Kerjakan berikut ini =>
A. Ringkaslah kutipan tentang kasus paten Shiseido dalam dua kalimat.
B. Tuliskan lanjutan kutipan tentang kasus paten Shiseido, dimulai setelah kalimat terakhirnya.

#### Kutipan ####

Kasus lainnya terjadi di tahun 1995, tahun ini menjadi saksi bisu upaya perampasan kekayaan hayati Indonesia oleh perusahaan kosmetik Shiseido asal Jepang. Terungkap bahwa Shiseido mengajukan 51 permohonan paten yang memanfaatkan tanaman obat dan rempah asli Indonesia. Parahnya lagi, beberapa tanaman tersebut telah mendapatkan hak paten dari Kantor Paten Jepang. Tindakan Shiseido ini memancing perlawanan dari berbagai pihak di Indonesia. Salah satu organisasi non-pemerintah (NGO) maju ke pengadilan Jepang untuk menggugat paten Shiseido. Upaya ini membuahkan hasil. Pengadilan Jepang membatalkan paten Shiseido dengan alasan bahwa tanaman-tanaman tersebut telah lama dikenal dan digunakan sebagai bahan baku obat dan kosmetik tradisional Indonesia, yang populer dengan sebutan “jamu”. Pembatalan paten Shiseido menjadi kemenangan bagi Indonesia dalam melawan biopiracy. Kasus ini menjadi pengingat penting tentang pentingnya melindungi kekayaan hayati dan pengetahuan tradisional Indonesia dari eksploitasi pihak asing.

#### Baris yang tercantum ####

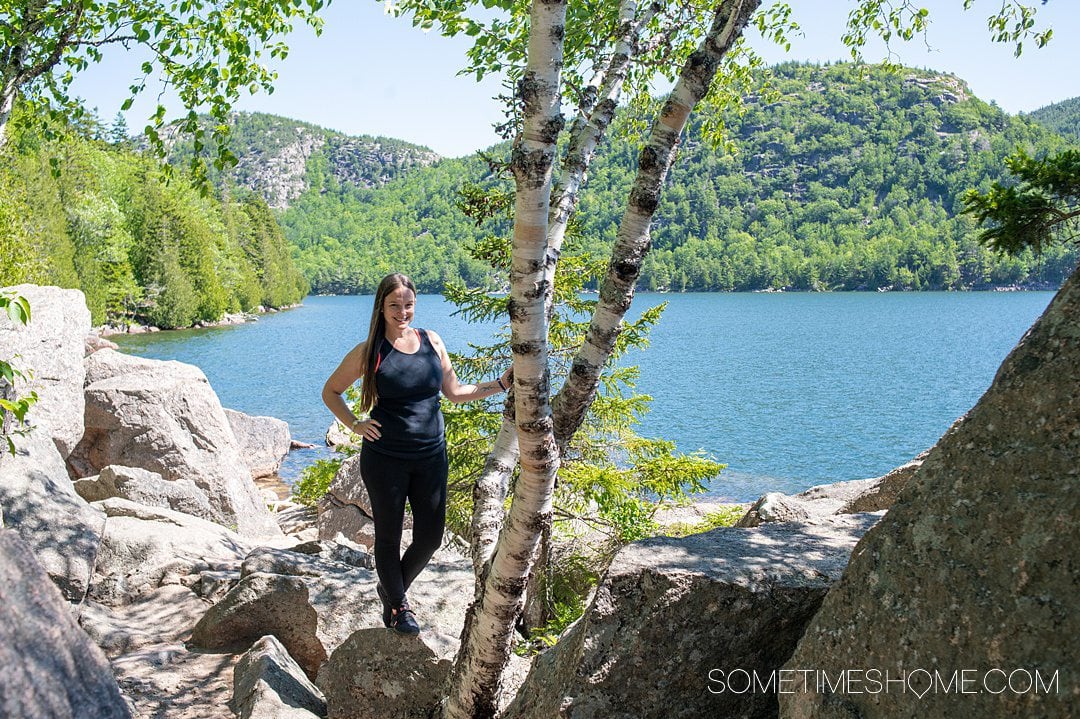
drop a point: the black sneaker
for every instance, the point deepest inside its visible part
(403, 621)
(387, 613)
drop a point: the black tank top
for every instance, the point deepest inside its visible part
(407, 409)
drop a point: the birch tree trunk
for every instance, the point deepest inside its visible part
(633, 239)
(489, 496)
(592, 122)
(489, 623)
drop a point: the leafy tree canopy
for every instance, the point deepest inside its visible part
(206, 51)
(1039, 206)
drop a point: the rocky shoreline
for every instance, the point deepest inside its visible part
(227, 320)
(151, 566)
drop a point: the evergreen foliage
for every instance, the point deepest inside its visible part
(1062, 118)
(78, 212)
(1041, 207)
(846, 177)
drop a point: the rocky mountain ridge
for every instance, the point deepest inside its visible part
(274, 155)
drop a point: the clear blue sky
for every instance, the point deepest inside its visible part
(370, 73)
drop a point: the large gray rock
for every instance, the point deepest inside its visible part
(673, 613)
(52, 348)
(975, 566)
(145, 547)
(164, 417)
(377, 673)
(41, 505)
(268, 683)
(849, 497)
(164, 615)
(51, 669)
(169, 681)
(346, 509)
(883, 491)
(260, 605)
(146, 487)
(264, 442)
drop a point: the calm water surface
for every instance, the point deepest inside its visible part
(788, 390)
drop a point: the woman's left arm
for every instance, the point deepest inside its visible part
(457, 392)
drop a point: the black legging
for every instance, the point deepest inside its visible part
(389, 482)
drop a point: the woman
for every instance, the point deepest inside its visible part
(404, 448)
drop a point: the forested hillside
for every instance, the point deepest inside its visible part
(848, 178)
(1062, 118)
(272, 153)
(78, 211)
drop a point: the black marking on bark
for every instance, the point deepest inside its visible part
(551, 127)
(625, 270)
(516, 311)
(527, 348)
(537, 289)
(529, 91)
(651, 160)
(645, 199)
(530, 166)
(539, 425)
(606, 337)
(512, 587)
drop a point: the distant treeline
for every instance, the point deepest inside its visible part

####

Daftar jawaban =>
A. Pada tahun 1995, perusahaan kosmetik Jepang Shiseido mengajukan 51 permohonan paten yang memanfaatkan tanaman obat dan rempah asli Indonesia, dan beberapa tanaman itu sudah mendapat hak paten dari Kantor Paten Jepang. Sebuah organisasi non-pemerintah menggugat ke pengadilan Jepang, yang lalu membatalkan paten tersebut karena tanaman-tanaman itu telah lama dikenal sebagai bahan jamu, sehingga pembatalan ini menjadi kemenangan Indonesia dalam melawan biopiracy.

B.
Bayangkan, tanaman obat tradisional yang diracik dengan pengetahuan turun-temurun dari nenek moyang bisa dipatenkan oleh perusahaan asing tanpa sepengetahuan pemiliknya. Atau, flora dan fauna spesies baru yang ditemukan di hutan Indonesia dengan seenaknya dikomersialkan oleh lembaga riset asing tanpa memberi feedback apa-apa kepada pemiliknya. Kasus-kasus biopiracy ini menjadi pengingat bahwa peran masyarakat dan pemerintah sangat lah penting dan tidak terpisahkan. Salah satu faktor utama yang memperparah biopiracy di Indonesia adalah kurangnya kesadaran masyarakat tentang hak mereka atas kekayaan hayati. Hal ini membuat mereka mudah dimanipulasi oleh pihak-pihak yang ingin mengambil keuntungan dari kekayaan alam tersebut. Ditambah lagi, kepastian hukum mengenai biopiracy masih samar. Hal ini membuka celah bagi para pelaku biopiracy untuk beroperasi tanpa rasa khawatir. Kekayaan alam ini bukan hanya warisan leluhur, tapi juga modal berharga untuk meningkatkan perekonomian dan mewujudkan kesejahteraan rakyat.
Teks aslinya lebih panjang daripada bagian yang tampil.